- **TASK GOAL**
Filter the listing below, copying out every line that contains the word "stone". Matching is case-sensitive.

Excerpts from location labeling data
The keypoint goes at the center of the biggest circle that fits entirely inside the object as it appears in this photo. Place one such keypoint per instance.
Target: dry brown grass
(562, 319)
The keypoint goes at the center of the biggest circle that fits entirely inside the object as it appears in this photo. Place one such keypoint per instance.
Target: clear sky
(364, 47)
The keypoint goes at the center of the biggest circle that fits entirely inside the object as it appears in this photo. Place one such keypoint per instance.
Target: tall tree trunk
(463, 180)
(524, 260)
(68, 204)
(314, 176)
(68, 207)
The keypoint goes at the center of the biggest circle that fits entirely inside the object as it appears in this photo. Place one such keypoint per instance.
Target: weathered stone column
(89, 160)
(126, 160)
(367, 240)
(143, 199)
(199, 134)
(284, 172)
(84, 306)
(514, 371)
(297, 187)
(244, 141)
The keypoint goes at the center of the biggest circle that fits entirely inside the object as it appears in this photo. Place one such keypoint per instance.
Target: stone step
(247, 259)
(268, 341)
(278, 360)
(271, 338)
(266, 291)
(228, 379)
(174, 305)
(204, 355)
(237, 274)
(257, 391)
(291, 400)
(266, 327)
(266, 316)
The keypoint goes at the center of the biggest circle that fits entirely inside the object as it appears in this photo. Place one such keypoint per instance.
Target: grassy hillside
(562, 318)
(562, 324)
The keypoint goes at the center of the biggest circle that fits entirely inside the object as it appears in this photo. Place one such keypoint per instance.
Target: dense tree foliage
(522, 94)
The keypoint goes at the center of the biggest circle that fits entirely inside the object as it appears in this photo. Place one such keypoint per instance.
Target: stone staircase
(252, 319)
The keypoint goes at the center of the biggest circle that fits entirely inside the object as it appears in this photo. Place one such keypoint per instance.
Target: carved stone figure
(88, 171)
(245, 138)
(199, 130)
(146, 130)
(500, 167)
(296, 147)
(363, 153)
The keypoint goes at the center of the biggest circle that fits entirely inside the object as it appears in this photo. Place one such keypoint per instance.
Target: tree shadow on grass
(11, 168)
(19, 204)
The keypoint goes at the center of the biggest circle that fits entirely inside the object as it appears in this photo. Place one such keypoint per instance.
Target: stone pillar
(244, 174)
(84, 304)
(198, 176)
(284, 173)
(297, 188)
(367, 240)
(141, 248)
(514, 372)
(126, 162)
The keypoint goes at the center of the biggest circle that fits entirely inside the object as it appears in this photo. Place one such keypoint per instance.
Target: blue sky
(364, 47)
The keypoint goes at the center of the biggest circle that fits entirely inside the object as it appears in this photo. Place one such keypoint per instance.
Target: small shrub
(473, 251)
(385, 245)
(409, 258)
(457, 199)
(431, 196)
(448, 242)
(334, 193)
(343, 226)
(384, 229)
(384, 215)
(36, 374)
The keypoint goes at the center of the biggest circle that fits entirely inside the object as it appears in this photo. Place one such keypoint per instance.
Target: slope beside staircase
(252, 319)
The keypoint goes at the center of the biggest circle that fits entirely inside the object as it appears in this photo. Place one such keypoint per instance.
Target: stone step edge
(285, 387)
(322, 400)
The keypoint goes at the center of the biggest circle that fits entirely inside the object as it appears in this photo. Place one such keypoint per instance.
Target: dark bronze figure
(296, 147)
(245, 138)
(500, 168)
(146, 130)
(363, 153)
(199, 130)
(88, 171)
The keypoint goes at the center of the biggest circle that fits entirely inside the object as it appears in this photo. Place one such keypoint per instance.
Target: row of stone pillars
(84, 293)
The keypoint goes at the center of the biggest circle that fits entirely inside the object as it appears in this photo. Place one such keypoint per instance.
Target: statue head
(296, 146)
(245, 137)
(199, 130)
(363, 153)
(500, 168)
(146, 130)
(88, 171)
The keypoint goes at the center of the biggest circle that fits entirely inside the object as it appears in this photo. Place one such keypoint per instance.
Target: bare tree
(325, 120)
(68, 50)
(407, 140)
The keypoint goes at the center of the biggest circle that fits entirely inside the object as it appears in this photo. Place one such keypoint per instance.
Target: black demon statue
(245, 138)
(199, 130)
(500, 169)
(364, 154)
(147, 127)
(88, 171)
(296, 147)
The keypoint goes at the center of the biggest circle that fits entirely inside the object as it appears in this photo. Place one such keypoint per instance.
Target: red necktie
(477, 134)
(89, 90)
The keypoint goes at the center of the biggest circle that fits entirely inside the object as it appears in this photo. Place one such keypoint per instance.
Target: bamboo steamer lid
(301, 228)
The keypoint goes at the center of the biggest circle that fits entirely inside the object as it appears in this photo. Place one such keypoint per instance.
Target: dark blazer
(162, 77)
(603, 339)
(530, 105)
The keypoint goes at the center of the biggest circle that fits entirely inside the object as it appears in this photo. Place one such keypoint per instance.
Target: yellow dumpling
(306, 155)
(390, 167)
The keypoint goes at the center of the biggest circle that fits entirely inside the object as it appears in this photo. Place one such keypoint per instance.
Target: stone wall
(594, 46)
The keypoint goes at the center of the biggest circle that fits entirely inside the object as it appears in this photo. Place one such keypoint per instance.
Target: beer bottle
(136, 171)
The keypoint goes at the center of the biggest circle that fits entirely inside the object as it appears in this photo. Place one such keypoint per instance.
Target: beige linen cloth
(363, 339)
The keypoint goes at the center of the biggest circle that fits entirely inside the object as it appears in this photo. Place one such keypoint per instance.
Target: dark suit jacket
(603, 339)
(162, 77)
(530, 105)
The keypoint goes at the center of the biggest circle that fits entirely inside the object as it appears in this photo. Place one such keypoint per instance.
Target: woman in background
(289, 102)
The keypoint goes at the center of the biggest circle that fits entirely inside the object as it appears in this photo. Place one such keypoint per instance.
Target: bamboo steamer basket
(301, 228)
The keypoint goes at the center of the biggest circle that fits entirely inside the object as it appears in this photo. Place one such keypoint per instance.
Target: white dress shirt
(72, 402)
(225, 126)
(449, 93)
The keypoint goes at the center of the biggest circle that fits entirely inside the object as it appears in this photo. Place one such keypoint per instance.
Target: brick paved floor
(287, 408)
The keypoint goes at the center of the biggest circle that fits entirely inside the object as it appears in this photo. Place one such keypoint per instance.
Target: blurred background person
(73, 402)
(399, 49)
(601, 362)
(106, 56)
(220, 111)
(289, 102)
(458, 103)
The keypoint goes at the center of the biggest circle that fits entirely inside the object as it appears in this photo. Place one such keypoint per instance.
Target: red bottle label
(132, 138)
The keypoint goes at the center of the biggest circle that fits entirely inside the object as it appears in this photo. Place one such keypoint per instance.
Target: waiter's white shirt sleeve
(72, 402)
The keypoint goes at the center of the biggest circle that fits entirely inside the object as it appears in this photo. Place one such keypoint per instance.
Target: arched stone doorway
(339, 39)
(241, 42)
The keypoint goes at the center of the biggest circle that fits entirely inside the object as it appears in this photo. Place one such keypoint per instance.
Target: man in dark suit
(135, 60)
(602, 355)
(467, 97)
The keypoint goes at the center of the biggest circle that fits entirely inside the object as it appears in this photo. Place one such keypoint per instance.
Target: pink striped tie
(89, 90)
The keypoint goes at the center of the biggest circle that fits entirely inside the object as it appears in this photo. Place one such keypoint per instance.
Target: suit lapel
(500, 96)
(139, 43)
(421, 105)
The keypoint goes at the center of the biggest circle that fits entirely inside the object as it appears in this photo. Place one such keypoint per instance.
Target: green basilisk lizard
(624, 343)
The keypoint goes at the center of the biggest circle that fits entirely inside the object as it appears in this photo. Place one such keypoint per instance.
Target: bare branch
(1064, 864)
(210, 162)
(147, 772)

- **ANSWER TO THIS EXERCISE**
Target: weathered stone column
Target: stone step
Target: stone staircase
Target: carved stone figure
Target: stone pillar
Target: stone step edge
Target: row of stone pillars
Target: stone wall
Target: arched stone doorway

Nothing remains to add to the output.